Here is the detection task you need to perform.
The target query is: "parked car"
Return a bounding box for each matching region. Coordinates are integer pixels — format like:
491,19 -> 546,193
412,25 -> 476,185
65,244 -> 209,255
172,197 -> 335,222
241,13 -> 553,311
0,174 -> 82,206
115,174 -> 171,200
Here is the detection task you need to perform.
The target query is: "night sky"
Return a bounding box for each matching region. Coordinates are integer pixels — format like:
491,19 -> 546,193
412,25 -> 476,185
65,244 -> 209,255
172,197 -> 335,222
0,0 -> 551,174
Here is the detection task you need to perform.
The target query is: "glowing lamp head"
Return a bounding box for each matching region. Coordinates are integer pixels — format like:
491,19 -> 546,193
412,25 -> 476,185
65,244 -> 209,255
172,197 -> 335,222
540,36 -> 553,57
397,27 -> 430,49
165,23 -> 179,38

__________

# Written instruction
Copy all of the records above word for word.

# Full answer
Here is the detection task you need to perform.
The target query is: "parked car"
Return a bounding box for each matching region. Coordinates are integer pixels — format like:
491,19 -> 546,193
412,25 -> 476,185
65,244 -> 209,255
172,197 -> 335,222
241,13 -> 553,311
0,174 -> 82,206
115,174 -> 171,200
Here is the detection task you need to perform.
The target query is: "night sky"
Return a bounding box for each matching region. Coordinates are integer pixels — format like:
491,19 -> 546,193
412,25 -> 476,185
65,244 -> 209,255
172,197 -> 335,222
0,0 -> 551,174
Here is the detection task you need to perform.
The target query is: "glowing lamp head"
Return a bounding box for each matching region. Coordinates are integer pixels — format like:
491,19 -> 546,193
412,25 -> 476,185
65,244 -> 209,255
172,197 -> 335,222
540,36 -> 553,57
397,27 -> 430,49
165,23 -> 179,38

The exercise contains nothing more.